Task prompt | Retype the following material line for line, changing nothing.

Given data |
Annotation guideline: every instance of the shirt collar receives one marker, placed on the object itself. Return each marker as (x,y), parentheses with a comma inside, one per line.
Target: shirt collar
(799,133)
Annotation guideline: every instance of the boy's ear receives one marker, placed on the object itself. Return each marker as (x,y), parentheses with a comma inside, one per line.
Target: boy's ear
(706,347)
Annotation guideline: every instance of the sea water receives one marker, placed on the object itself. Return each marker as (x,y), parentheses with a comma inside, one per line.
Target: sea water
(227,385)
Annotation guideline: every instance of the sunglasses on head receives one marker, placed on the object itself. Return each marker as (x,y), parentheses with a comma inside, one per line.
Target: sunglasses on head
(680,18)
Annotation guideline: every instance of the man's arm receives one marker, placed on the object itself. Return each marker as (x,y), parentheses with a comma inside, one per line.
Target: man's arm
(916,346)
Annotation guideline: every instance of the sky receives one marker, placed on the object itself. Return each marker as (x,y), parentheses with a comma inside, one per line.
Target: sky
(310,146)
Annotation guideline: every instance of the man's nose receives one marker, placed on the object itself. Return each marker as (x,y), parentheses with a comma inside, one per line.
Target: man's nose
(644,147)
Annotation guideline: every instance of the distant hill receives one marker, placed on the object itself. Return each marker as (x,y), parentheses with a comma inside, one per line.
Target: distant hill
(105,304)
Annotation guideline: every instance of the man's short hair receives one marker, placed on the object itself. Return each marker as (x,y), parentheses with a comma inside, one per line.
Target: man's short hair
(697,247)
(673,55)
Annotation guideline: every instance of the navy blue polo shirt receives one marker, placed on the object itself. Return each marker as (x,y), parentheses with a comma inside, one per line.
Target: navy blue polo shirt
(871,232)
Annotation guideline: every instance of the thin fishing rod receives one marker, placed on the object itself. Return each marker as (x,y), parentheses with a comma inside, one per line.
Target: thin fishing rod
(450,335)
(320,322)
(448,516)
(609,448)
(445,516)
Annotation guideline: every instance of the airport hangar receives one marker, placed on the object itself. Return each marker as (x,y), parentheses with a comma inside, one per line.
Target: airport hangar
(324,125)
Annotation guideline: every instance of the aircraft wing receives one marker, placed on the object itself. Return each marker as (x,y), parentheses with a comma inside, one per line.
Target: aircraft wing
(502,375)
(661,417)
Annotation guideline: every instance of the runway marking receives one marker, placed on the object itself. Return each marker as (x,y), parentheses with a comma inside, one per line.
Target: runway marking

Answer below |
Annotation guideline: every instance of the shirt collar receives one marker, placed on the object itself. Return each marker as (x,y), parentheses with a comma inside, one per line.
Target: shirt collar
(799,133)
Annotation guideline: every instance of the boy's ear receives one marker, placed on the object itself. Return each marker as (x,y), parentheses with a comma inside, one per line.
Target: boy's ear
(706,347)
Annotation guideline: every instance of the sea water receives one marker, placed on the object itself. Return each marker as (x,y), parentheses with a comma inside, one per line.
Target: sea water
(227,385)
Annotation guideline: every instance of the sunglasses on head receives one marker, placed on the object itself. Return each marker as (x,y), parentheses with a comma inside, one per line.
Target: sunglasses on head
(680,18)
Annotation guideline: every instance of the man's arm receives one marker, placed on the object itself. Return each marker as (x,y), parentheses with a comma inside, one per line.
Target: man's arm
(916,346)
Annotation guideline: every instance of the sky receives one marker, placed on the object itself. Return each marker as (x,y), parentheses with a comma inside, one per line.
Target: sky
(310,146)
Annotation guideline: every instance of the man's nose receives one marker, placed on the object itself. Return each marker as (x,y), parentheses with a comma inside, one per line.
Target: man's nose
(644,147)
Annotation guideline: every instance of the distant hill receives one marker, placed on the object itself. Return each marker as (x,y), parentheses with a comma inside, one per line.
Target: distant hill
(105,304)
Annotation guideline: every instance of the man's short hair receives one marker, placed on the object itself. Return each marker as (x,y), parentheses with a comma inside, one per line.
Target: man's short hair
(697,247)
(673,55)
Annotation guideline: every instance of the navy blue polo shirt receives one marker, placed on the object itself. Return each marker as (x,y), parentheses with a comma inside, one per line.
Target: navy blue polo shirt
(871,232)
Annotation guideline: every instance of the thin fishing rod receives one marker, placed on the object itself. Return each marker as (x,y), parentheses with a comma inside, one per line.
Target: thin fishing rod
(450,335)
(320,322)
(448,516)
(609,448)
(445,516)
Annotation guideline: every instance of the airport hangar receives one marker, placed on the object itself. Return each marker as (x,y), parentheses with a comma inside, one per line.
Target: airport hangar
(324,125)
Annotation guideline: every instance of the aircraft wing receives one marker, placed on the object itself. Return each marker as (x,y), parentheses with a comma inside, one per line.
Target: aircraft wing
(502,375)
(661,417)
Annotation guideline: every instance of the runway marking receives one marker, placed on the object itself. Return each marker as (x,y), parentheses with a comma inside, one per line.
Target: runway marking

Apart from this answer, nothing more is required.